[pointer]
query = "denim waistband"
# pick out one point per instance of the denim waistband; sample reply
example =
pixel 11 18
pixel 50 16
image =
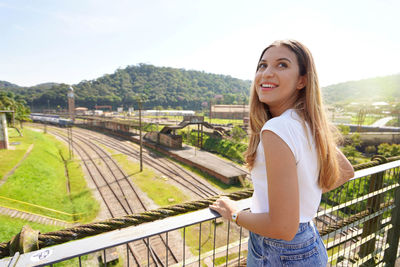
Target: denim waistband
pixel 303 226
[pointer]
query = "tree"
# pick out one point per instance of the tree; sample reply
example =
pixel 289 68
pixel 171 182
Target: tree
pixel 238 134
pixel 8 101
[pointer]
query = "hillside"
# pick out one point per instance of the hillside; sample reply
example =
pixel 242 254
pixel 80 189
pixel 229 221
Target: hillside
pixel 158 86
pixel 366 91
pixel 165 87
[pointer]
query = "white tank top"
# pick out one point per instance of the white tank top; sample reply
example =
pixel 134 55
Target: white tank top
pixel 289 127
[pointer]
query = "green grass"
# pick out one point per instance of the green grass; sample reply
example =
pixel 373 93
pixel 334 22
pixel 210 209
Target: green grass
pixel 367 121
pixel 9 158
pixel 41 180
pixel 156 188
pixel 9 227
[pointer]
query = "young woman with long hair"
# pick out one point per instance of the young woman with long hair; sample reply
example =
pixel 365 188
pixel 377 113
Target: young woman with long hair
pixel 293 159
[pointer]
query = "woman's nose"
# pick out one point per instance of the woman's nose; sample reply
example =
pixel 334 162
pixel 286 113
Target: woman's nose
pixel 268 72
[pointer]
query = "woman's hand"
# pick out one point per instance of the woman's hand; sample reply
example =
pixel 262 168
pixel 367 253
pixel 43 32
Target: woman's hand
pixel 225 207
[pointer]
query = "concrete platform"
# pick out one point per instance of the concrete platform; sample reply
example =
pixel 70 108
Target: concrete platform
pixel 222 169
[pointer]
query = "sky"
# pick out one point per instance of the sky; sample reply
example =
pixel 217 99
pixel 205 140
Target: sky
pixel 70 41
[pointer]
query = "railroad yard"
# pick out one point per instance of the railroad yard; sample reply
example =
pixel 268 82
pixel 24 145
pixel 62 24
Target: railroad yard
pixel 116 192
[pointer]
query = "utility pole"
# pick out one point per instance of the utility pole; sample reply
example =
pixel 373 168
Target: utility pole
pixel 140 134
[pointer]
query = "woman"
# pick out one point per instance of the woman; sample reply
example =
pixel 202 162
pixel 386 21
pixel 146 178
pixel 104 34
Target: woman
pixel 293 159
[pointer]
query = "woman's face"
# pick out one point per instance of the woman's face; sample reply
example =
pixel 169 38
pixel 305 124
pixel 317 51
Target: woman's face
pixel 277 80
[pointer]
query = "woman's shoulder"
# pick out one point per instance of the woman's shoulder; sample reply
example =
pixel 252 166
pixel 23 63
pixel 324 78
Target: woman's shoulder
pixel 289 118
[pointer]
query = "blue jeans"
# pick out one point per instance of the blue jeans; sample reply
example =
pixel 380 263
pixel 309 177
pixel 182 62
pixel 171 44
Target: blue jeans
pixel 306 249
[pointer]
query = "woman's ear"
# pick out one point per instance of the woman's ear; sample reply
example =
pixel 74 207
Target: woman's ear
pixel 301 83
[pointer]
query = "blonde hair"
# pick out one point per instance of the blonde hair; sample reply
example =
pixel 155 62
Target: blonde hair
pixel 309 107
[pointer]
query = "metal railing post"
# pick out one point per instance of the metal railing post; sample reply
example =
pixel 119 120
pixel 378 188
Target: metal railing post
pixel 393 237
pixel 372 225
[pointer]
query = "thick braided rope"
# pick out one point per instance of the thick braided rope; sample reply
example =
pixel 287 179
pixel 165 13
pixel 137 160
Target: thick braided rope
pixel 351 219
pixel 85 230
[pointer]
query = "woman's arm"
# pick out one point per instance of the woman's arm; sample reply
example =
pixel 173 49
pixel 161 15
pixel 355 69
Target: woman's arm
pixel 282 220
pixel 346 171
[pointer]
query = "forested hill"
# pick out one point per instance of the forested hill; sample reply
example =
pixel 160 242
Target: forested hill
pixel 385 88
pixel 157 86
pixel 164 87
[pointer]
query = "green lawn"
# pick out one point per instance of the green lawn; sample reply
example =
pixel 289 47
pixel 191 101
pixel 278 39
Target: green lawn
pixel 9 158
pixel 41 180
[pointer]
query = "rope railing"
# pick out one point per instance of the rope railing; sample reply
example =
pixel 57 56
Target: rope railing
pixel 30 240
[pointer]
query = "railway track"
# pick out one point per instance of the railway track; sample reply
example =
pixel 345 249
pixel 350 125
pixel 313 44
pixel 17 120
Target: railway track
pixel 166 167
pixel 120 198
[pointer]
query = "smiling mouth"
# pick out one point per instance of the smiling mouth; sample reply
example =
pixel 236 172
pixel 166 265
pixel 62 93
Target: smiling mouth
pixel 268 86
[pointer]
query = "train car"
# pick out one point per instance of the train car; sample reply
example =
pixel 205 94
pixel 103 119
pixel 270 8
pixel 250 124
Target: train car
pixel 51 119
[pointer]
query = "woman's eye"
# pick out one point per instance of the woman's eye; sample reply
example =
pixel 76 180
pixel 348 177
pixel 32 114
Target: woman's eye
pixel 262 66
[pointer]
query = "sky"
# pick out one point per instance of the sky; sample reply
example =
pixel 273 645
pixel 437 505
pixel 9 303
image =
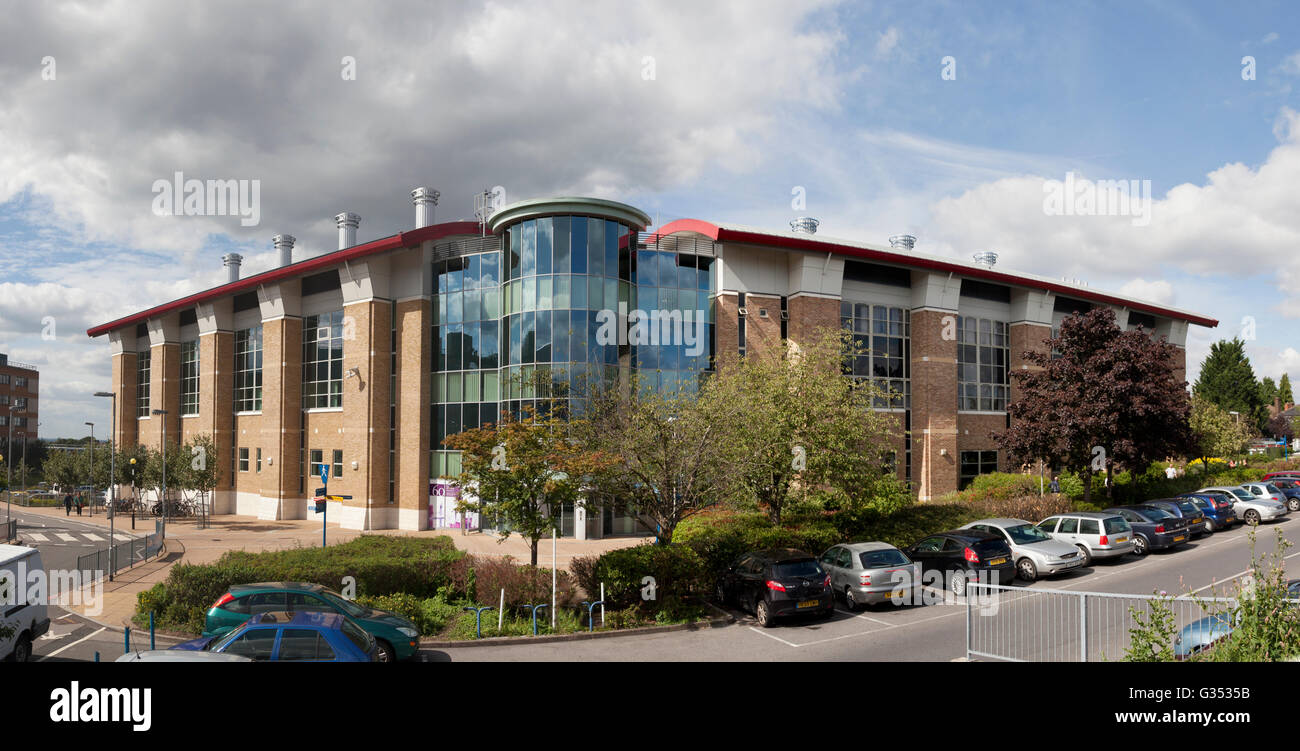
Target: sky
pixel 941 120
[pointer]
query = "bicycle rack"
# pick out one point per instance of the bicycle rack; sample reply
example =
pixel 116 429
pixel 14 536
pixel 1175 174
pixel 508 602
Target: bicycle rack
pixel 479 620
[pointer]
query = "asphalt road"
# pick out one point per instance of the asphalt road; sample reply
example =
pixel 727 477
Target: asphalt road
pixel 1027 624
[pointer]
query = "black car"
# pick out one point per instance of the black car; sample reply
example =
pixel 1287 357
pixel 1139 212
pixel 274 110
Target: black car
pixel 1153 528
pixel 774 584
pixel 965 554
pixel 1186 508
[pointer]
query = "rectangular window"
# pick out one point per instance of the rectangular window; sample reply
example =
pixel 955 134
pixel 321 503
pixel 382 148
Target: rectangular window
pixel 190 377
pixel 142 386
pixel 882 338
pixel 975 463
pixel 982 364
pixel 323 360
pixel 248 369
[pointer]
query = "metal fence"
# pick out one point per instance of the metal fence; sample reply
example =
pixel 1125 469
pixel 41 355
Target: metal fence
pixel 1018 624
pixel 124 555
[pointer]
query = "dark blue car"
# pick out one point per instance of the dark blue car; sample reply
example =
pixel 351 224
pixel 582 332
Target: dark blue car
pixel 282 637
pixel 1216 507
pixel 1153 528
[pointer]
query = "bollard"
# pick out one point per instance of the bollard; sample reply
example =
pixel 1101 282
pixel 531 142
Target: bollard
pixel 479 620
pixel 590 617
pixel 534 615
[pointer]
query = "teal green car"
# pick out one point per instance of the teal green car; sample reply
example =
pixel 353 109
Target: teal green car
pixel 395 637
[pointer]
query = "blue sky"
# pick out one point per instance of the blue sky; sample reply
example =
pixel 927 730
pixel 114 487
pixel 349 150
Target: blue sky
pixel 748 100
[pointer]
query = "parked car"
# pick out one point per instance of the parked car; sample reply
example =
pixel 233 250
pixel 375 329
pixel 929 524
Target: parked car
pixel 287 637
pixel 1035 551
pixel 1290 490
pixel 1269 491
pixel 1184 508
pixel 775 584
pixel 180 656
pixel 1097 535
pixel 24 610
pixel 965 554
pixel 1249 508
pixel 1201 634
pixel 1216 507
pixel 1153 528
pixel 866 573
pixel 398 638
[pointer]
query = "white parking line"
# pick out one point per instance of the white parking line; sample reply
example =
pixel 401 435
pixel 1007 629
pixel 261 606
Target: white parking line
pixel 72 645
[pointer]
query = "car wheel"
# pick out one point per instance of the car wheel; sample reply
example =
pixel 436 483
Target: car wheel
pixel 958 582
pixel 22 650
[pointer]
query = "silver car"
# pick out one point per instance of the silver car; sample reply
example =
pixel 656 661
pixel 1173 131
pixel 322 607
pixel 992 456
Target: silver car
pixel 1035 551
pixel 1249 508
pixel 1096 534
pixel 866 573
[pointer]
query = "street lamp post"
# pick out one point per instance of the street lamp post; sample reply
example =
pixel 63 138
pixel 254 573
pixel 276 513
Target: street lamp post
pixel 91 472
pixel 163 413
pixel 112 483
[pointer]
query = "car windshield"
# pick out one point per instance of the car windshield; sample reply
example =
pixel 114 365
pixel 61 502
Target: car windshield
pixel 1026 534
pixel 875 559
pixel 343 603
pixel 796 569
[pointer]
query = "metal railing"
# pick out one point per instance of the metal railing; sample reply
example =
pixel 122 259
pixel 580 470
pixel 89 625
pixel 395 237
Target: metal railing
pixel 1018 624
pixel 124 555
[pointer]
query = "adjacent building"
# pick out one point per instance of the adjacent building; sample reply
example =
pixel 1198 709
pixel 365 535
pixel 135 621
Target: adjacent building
pixel 364 359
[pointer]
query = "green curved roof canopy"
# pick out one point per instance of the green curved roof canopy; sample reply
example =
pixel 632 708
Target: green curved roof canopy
pixel 520 211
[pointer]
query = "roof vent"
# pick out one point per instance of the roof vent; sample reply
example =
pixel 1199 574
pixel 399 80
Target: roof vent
pixel 232 263
pixel 805 225
pixel 902 242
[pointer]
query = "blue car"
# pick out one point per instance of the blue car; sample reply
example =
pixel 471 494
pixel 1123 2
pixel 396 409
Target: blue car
pixel 1216 507
pixel 282 637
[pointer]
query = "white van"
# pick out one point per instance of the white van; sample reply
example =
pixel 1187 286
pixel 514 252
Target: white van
pixel 21 623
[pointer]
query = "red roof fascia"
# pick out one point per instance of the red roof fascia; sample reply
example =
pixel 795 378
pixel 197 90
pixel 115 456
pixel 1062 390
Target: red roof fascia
pixel 399 241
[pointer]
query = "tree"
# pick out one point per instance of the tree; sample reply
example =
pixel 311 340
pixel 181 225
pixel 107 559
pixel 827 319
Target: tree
pixel 1229 381
pixel 800 424
pixel 524 470
pixel 1216 433
pixel 1110 396
pixel 666 446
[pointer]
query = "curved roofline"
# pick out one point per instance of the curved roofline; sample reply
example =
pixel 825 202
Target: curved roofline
pixel 407 239
pixel 533 208
pixel 728 234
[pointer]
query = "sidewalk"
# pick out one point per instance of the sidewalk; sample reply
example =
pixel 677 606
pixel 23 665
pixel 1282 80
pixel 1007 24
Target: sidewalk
pixel 186 543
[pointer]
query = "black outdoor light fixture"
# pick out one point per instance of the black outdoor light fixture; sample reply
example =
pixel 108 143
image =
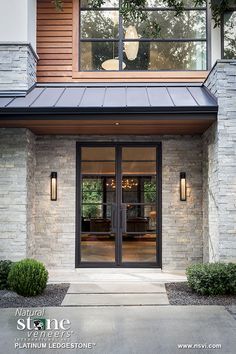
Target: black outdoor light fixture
pixel 183 194
pixel 53 186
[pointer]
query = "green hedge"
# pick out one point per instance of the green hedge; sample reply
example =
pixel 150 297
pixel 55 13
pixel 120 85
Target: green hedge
pixel 28 277
pixel 5 267
pixel 212 278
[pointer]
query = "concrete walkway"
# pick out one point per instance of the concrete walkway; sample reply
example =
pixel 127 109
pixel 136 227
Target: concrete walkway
pixel 116 294
pixel 90 275
pixel 127 330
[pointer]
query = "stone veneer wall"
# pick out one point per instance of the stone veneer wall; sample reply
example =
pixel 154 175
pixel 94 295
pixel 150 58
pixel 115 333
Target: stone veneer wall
pixel 17 66
pixel 15 217
pixel 220 166
pixel 55 221
pixel 182 221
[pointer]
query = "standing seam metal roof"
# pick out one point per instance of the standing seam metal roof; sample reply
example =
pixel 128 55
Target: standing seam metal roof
pixel 107 96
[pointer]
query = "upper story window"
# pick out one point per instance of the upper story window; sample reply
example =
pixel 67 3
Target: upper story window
pixel 108 43
pixel 229 35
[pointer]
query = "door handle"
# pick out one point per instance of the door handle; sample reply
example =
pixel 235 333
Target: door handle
pixel 113 218
pixel 123 218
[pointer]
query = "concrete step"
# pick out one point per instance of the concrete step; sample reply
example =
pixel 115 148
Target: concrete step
pixel 116 287
pixel 115 299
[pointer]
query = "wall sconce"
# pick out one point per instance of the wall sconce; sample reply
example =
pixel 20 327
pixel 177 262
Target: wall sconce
pixel 183 190
pixel 53 186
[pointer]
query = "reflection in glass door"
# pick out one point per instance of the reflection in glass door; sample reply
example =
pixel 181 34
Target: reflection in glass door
pixel 139 204
pixel 98 198
pixel 118 205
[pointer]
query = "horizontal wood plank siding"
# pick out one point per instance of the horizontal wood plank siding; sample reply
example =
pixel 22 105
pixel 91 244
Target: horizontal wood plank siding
pixel 54 41
pixel 58 51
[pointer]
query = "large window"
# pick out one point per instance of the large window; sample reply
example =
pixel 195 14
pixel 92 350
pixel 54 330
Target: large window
pixel 229 35
pixel 108 43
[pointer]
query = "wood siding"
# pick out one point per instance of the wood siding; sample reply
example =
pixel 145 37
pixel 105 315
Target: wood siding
pixel 57 48
pixel 54 42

▸ The problem: Repeat exactly the lines above from the one with "pixel 41 355" up to and including the one with "pixel 656 661". No other line belongs in the reply.

▸ Answer space:
pixel 41 355
Target: metal fence
pixel 1018 624
pixel 124 555
[pointer]
query = "dark blue car"
# pick out one point per instance of the dark blue car; sample reply
example =
pixel 351 224
pixel 582 332
Target: dark blue car
pixel 282 637
pixel 1216 507
pixel 1153 528
[pointer]
query = "bollard"
# pick out one point per instance of the bollard; sample reply
example =
pixel 1101 282
pixel 531 142
Target: bollard
pixel 479 620
pixel 590 617
pixel 534 615
[pointer]
query = "teal green car"
# pick out one point per instance of the teal green car; sample reply
example =
pixel 353 109
Target: teal green car
pixel 395 637
[pointer]
query = "blue sky"
# pick out one point per instance of the blue sky; sample reply
example =
pixel 927 730
pixel 114 487
pixel 349 150
Target: blue sky
pixel 748 100
[pointer]
query = "parked car"
# pick out one point per instance of the parked car; sample reply
example =
pixel 233 250
pixel 375 329
pixel 929 524
Target: parked car
pixel 287 637
pixel 1035 551
pixel 1290 490
pixel 1269 491
pixel 1184 508
pixel 775 584
pixel 180 656
pixel 1097 535
pixel 24 610
pixel 965 554
pixel 1249 508
pixel 1201 634
pixel 1216 507
pixel 1153 528
pixel 866 573
pixel 398 638
[pointer]
query = "white parking line"
# pick out one point per instance of the white parking line; sample reply
example =
pixel 401 435
pixel 1007 629
pixel 261 606
Target: white parking line
pixel 72 645
[pointer]
query = "car wheel"
# pick out one point per instance of the car wheel; sample reply
example =
pixel 436 483
Target: car wheel
pixel 958 582
pixel 22 650
[pointer]
query = "silver car"
# pick out one point per instance of the silver car; sample reply
example =
pixel 656 661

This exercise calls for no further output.